=== WHAT YOU ARE ASKED TO DO ===
Exact copies of all the entries are required.

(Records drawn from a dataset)

+++++

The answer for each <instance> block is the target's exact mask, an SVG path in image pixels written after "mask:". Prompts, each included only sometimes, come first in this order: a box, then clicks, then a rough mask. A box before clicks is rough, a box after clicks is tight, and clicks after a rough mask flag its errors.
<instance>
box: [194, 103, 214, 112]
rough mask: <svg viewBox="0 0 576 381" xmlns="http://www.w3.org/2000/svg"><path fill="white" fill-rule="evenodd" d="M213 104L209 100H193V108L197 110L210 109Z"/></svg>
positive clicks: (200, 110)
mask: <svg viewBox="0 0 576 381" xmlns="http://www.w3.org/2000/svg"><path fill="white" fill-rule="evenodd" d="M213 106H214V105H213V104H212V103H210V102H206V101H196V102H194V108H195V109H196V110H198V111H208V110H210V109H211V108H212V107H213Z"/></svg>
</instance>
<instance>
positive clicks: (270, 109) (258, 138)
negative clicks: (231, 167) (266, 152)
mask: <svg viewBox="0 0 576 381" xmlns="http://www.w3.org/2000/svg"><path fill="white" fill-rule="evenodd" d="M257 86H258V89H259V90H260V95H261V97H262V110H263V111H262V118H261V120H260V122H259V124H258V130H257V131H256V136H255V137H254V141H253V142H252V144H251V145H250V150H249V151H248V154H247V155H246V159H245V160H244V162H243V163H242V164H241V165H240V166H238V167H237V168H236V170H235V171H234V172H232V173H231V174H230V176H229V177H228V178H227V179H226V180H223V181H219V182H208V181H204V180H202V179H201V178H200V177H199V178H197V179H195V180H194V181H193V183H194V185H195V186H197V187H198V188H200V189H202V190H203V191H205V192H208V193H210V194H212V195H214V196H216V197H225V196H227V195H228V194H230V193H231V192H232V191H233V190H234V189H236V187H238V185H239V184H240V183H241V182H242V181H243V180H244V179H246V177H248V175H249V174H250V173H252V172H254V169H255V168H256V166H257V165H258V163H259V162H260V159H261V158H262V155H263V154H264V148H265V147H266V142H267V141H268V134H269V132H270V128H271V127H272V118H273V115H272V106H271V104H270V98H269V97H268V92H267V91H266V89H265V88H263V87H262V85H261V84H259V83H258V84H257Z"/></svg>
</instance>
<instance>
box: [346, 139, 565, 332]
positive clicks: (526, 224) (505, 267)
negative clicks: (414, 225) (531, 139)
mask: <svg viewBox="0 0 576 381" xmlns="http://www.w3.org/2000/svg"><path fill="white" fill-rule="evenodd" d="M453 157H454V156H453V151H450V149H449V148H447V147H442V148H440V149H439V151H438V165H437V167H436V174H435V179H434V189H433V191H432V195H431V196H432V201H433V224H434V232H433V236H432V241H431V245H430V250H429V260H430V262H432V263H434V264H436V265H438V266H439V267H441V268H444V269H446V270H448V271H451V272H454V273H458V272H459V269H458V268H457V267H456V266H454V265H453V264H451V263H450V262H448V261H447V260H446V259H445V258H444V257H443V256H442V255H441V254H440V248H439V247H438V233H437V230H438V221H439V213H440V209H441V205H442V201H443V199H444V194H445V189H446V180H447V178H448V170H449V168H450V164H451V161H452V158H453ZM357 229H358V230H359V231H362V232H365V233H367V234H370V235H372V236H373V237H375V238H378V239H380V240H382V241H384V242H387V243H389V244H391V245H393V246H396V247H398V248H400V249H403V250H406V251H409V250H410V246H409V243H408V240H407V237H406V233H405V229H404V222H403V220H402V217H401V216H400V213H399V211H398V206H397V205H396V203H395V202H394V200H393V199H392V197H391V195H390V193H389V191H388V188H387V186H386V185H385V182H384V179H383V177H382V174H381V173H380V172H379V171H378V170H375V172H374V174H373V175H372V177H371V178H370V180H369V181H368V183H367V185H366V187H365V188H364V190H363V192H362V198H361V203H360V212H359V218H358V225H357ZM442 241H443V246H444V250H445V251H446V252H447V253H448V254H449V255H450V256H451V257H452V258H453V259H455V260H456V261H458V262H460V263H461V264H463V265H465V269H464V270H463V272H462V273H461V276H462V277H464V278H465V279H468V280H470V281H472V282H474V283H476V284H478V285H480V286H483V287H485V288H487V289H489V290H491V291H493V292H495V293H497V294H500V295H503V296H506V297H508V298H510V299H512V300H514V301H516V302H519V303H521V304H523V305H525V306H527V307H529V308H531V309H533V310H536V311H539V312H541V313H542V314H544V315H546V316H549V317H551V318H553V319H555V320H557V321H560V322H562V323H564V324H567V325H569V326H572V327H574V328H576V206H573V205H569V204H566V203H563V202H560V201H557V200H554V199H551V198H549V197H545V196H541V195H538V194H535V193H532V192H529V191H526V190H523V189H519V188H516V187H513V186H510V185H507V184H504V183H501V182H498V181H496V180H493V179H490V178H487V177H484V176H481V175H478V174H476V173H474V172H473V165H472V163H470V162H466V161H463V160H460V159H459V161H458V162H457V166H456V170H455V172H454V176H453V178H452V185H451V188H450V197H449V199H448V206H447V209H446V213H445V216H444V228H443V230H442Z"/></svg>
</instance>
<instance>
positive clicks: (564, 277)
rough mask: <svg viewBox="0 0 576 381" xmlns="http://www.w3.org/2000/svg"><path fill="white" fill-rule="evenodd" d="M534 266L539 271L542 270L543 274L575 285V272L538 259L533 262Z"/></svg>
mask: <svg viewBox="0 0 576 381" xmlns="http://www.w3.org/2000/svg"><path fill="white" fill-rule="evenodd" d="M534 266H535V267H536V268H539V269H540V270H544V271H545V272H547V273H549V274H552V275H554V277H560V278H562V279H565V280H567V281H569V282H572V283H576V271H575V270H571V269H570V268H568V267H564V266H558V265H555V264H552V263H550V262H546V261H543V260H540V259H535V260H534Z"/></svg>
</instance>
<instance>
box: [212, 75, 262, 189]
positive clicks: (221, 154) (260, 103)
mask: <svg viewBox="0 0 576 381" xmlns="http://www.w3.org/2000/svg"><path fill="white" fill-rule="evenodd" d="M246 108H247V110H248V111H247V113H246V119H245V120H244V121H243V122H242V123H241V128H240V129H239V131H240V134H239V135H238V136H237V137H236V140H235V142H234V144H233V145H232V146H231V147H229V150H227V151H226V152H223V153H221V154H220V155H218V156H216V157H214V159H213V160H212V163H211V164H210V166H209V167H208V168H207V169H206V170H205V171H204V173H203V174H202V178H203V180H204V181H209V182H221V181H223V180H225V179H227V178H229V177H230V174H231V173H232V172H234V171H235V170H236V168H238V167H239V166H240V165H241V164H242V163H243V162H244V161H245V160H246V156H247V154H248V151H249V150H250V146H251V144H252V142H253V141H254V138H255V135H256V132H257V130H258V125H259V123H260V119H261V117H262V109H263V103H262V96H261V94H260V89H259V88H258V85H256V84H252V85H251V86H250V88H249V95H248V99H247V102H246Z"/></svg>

+++++

=== SOLUTION TO THE EXERCISE ===
The answer for each <instance> block is the target's exact mask, an SVG path in image pixels written after "mask:". Prompts, each included only sometimes, come first in this order: a box, then clicks, then a rough mask. A box before clicks is rough, a box after clicks is tight, and clicks after a rough mask flag its errors.
<instance>
box: [194, 103, 214, 112]
rough mask: <svg viewBox="0 0 576 381" xmlns="http://www.w3.org/2000/svg"><path fill="white" fill-rule="evenodd" d="M213 104L209 100H193V108L197 110L210 109Z"/></svg>
positive clicks: (200, 110)
mask: <svg viewBox="0 0 576 381" xmlns="http://www.w3.org/2000/svg"><path fill="white" fill-rule="evenodd" d="M213 106H214V105H213V104H212V103H210V102H206V101H196V102H194V108H195V109H196V110H198V111H208V110H210V109H211V108H212V107H213Z"/></svg>
</instance>
<instance>
positive clicks: (270, 109) (258, 138)
negative clicks: (231, 167) (266, 152)
mask: <svg viewBox="0 0 576 381" xmlns="http://www.w3.org/2000/svg"><path fill="white" fill-rule="evenodd" d="M257 86H258V89H259V90H260V95H261V97H262V110H263V111H262V118H261V120H260V122H259V124H258V130H257V131H256V136H255V137H254V141H253V142H252V144H251V145H250V150H249V151H248V154H247V155H246V159H245V160H244V162H243V163H242V164H241V165H240V166H238V167H237V168H236V170H235V171H234V172H232V173H231V174H230V176H229V177H228V178H227V179H226V180H223V181H219V182H208V181H204V180H202V179H201V178H200V177H199V178H197V179H195V180H194V181H193V183H194V185H195V186H197V187H198V188H200V189H202V190H203V191H205V192H208V193H210V194H212V195H214V196H216V197H225V196H227V195H228V194H230V193H231V192H232V191H233V190H234V189H236V187H238V185H239V184H240V183H241V182H242V181H243V180H244V179H246V177H248V175H249V174H250V173H252V172H254V169H255V168H256V166H257V165H258V163H259V162H260V159H261V158H262V155H263V154H264V148H265V147H266V142H267V141H268V134H269V132H270V128H271V127H272V118H273V115H272V106H271V104H270V98H269V97H268V92H267V91H266V89H265V88H263V87H262V85H261V84H259V83H258V84H257Z"/></svg>
</instance>
<instance>
box: [346, 139, 565, 332]
positive clicks: (526, 224) (505, 267)
negative clicks: (414, 225) (531, 139)
mask: <svg viewBox="0 0 576 381" xmlns="http://www.w3.org/2000/svg"><path fill="white" fill-rule="evenodd" d="M453 157H454V156H453V151H450V149H449V148H447V147H442V148H440V149H439V151H438V165H437V167H436V174H435V179H434V189H433V191H432V195H431V196H432V201H433V224H434V232H433V236H432V241H431V245H430V250H429V260H430V262H432V263H434V264H436V265H438V266H439V267H441V268H444V269H446V270H448V271H451V272H454V273H458V272H459V269H458V268H457V267H456V266H454V265H453V264H451V263H450V262H448V261H447V260H446V259H445V258H444V257H443V256H442V255H441V254H440V248H439V247H438V233H437V230H438V221H439V213H440V209H441V205H442V201H443V199H444V194H445V189H446V180H447V178H448V170H449V168H450V164H451V161H452V158H453ZM357 229H358V230H359V231H362V232H365V233H367V234H370V235H372V236H373V237H375V238H378V239H380V240H382V241H384V242H387V243H389V244H391V245H393V246H396V247H398V248H400V249H403V250H406V251H409V250H410V246H409V243H408V240H407V237H406V233H405V229H404V222H403V220H402V217H401V216H400V213H399V211H398V206H397V205H396V203H395V202H394V200H393V199H392V197H391V195H390V193H389V191H388V188H387V186H386V185H385V182H384V179H383V177H382V174H381V173H380V172H379V171H378V170H375V172H374V174H373V175H372V177H371V178H370V180H369V181H368V183H367V185H366V187H365V188H364V190H363V192H362V198H361V203H360V212H359V218H358V225H357ZM442 241H443V246H444V250H445V251H446V252H447V253H448V254H449V255H450V256H451V257H452V258H453V259H455V260H456V261H458V262H460V263H461V264H463V265H465V269H464V270H463V272H462V273H461V276H462V277H464V278H465V279H468V280H470V281H472V282H474V283H476V284H478V285H480V286H483V287H485V288H487V289H489V290H491V291H493V292H495V293H497V294H500V295H503V296H506V297H508V298H510V299H512V300H514V301H516V302H519V303H521V304H523V305H525V306H527V307H529V308H531V309H533V310H536V311H539V312H541V313H542V314H544V315H546V316H549V317H551V318H553V319H555V320H557V321H560V322H562V323H564V324H567V325H569V326H572V327H574V328H576V206H573V205H569V204H566V203H563V202H560V201H557V200H554V199H551V198H549V197H545V196H541V195H538V194H535V193H532V192H529V191H526V190H523V189H519V188H516V187H513V186H510V185H507V184H504V183H501V182H498V181H496V180H493V179H490V178H487V177H484V176H481V175H478V174H476V173H474V172H473V165H472V163H470V162H466V161H463V160H460V159H459V161H458V162H457V166H456V170H455V172H454V176H453V178H452V185H451V188H450V197H449V199H448V206H447V209H446V213H445V216H444V228H443V230H442Z"/></svg>
</instance>
<instance>
positive clicks: (564, 277)
rough mask: <svg viewBox="0 0 576 381" xmlns="http://www.w3.org/2000/svg"><path fill="white" fill-rule="evenodd" d="M534 266L539 271L542 270L543 274L575 285V272L538 259L533 262Z"/></svg>
mask: <svg viewBox="0 0 576 381" xmlns="http://www.w3.org/2000/svg"><path fill="white" fill-rule="evenodd" d="M534 266H535V267H536V268H539V269H540V270H544V271H545V272H547V273H549V274H552V275H554V277H560V278H562V279H565V280H567V281H569V282H572V283H576V271H575V270H571V269H570V268H568V267H564V266H558V265H555V264H552V263H550V262H546V261H543V260H540V259H535V260H534Z"/></svg>
</instance>
<instance>
box: [212, 75, 262, 189]
positive clicks: (221, 154) (260, 103)
mask: <svg viewBox="0 0 576 381" xmlns="http://www.w3.org/2000/svg"><path fill="white" fill-rule="evenodd" d="M246 108H247V110H248V111H247V113H246V119H245V120H244V121H243V122H242V123H241V128H240V129H239V131H240V134H239V135H238V136H237V137H236V140H235V142H234V144H233V145H232V146H231V147H229V150H227V151H226V152H223V153H221V154H220V155H218V156H216V157H214V159H213V160H212V163H211V164H210V166H209V167H208V168H207V169H206V170H205V171H204V173H203V174H202V178H203V180H204V181H209V182H221V181H223V180H225V179H227V178H229V177H230V174H231V173H232V172H234V171H235V170H236V168H238V167H239V166H240V165H241V164H242V163H243V162H244V161H245V160H246V156H247V154H248V151H249V150H250V146H251V144H252V142H253V141H254V138H255V135H256V132H257V130H258V125H259V123H260V119H261V117H262V109H263V103H262V96H261V94H260V89H259V88H258V85H256V84H252V85H251V86H250V88H249V95H248V99H247V102H246Z"/></svg>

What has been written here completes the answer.